> EXERCISE DESCRIPTION: Copy out the lines from the first one through the line containing "[405,337,425,357]", including the requests, and shift every box coordinate up by 90.

> Object detection data:
···
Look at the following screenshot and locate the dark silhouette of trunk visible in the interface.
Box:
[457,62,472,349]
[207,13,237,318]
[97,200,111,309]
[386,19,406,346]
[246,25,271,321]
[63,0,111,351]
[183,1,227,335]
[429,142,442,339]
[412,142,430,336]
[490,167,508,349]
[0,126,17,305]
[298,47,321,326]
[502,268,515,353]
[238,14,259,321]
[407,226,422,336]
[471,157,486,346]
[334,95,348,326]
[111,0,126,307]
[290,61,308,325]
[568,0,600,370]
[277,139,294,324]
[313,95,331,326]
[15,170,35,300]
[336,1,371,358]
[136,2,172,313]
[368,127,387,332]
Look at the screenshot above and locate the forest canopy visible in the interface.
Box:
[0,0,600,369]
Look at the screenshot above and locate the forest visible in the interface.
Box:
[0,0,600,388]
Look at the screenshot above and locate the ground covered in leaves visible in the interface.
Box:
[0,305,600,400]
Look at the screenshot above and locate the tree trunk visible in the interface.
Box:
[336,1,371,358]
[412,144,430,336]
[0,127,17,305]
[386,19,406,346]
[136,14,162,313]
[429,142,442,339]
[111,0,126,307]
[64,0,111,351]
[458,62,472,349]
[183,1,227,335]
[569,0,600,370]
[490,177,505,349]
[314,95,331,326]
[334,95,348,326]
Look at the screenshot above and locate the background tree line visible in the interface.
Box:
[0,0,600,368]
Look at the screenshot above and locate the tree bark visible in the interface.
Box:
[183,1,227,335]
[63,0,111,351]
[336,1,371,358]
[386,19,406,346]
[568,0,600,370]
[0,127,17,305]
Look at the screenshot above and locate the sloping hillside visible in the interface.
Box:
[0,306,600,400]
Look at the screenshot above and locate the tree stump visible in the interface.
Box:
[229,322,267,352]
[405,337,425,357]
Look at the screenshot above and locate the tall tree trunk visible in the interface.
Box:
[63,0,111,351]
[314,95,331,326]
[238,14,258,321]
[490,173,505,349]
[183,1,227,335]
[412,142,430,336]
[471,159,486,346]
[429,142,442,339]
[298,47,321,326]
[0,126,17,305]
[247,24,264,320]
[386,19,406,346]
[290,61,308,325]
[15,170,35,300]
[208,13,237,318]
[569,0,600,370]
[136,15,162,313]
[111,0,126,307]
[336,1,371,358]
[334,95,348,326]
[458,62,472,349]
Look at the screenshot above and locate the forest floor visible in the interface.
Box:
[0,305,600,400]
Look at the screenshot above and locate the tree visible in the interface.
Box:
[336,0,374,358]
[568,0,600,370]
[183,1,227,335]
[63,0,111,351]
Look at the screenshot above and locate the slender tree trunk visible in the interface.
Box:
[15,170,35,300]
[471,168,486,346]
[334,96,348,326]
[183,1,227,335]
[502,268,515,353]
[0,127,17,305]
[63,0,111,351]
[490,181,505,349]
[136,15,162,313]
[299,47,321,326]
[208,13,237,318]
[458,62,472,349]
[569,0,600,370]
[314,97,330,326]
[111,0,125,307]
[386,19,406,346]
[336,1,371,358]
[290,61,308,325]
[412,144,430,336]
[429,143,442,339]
···
> FULL RESPONSE:
Look at the following screenshot and locate the dark silhouette of trunk visible in the interface.
Box:
[547,152,562,439]
[297,103,327,408]
[187,290,201,399]
[476,109,496,436]
[336,115,361,411]
[153,90,201,441]
[273,91,317,425]
[519,232,532,429]
[502,232,520,426]
[580,257,598,439]
[90,216,107,395]
[388,137,411,416]
[592,358,605,443]
[328,104,349,411]
[497,316,512,426]
[561,247,576,436]
[424,185,438,416]
[201,90,216,397]
[380,151,398,415]
[658,90,690,460]
[367,229,384,414]
[403,185,421,416]
[105,260,125,390]
[426,91,461,448]
[226,92,262,403]
[458,217,477,422]
Look at the screenshot above and locate the forest canopy visible in the interface.
Box:
[90,90,690,459]
Look at the screenshot above and locate the forest visible in the interface.
Box:
[90,90,690,478]
Look at the screenshot above and locate the ground covered in leaves visible in the interface.
Box:
[90,395,690,490]
Look at the screenshot above and locate the tree trunk visible in the interface.
Box:
[426,91,461,448]
[502,234,520,426]
[90,217,107,395]
[476,109,496,436]
[226,104,252,403]
[519,232,532,429]
[201,90,216,397]
[154,90,201,441]
[548,152,562,439]
[273,91,317,425]
[659,90,690,460]
[580,267,595,439]
[404,185,421,416]
[424,185,438,416]
Look at the screenshot above and locate the background tree line visible in the interface.
Box:
[90,90,690,458]
Look at the screenshot above and locate the tree bark visible in the interface.
Box:
[273,91,317,425]
[153,90,201,441]
[426,91,461,448]
[476,109,496,436]
[658,90,690,460]
[90,217,107,395]
Look at the screenshot above and locate the sloping hillside visible in the interface.
Box:
[90,396,690,490]
Look at the screenshot above and locate the tree stump visible in the interface.
Box:
[319,412,357,442]
[495,427,515,447]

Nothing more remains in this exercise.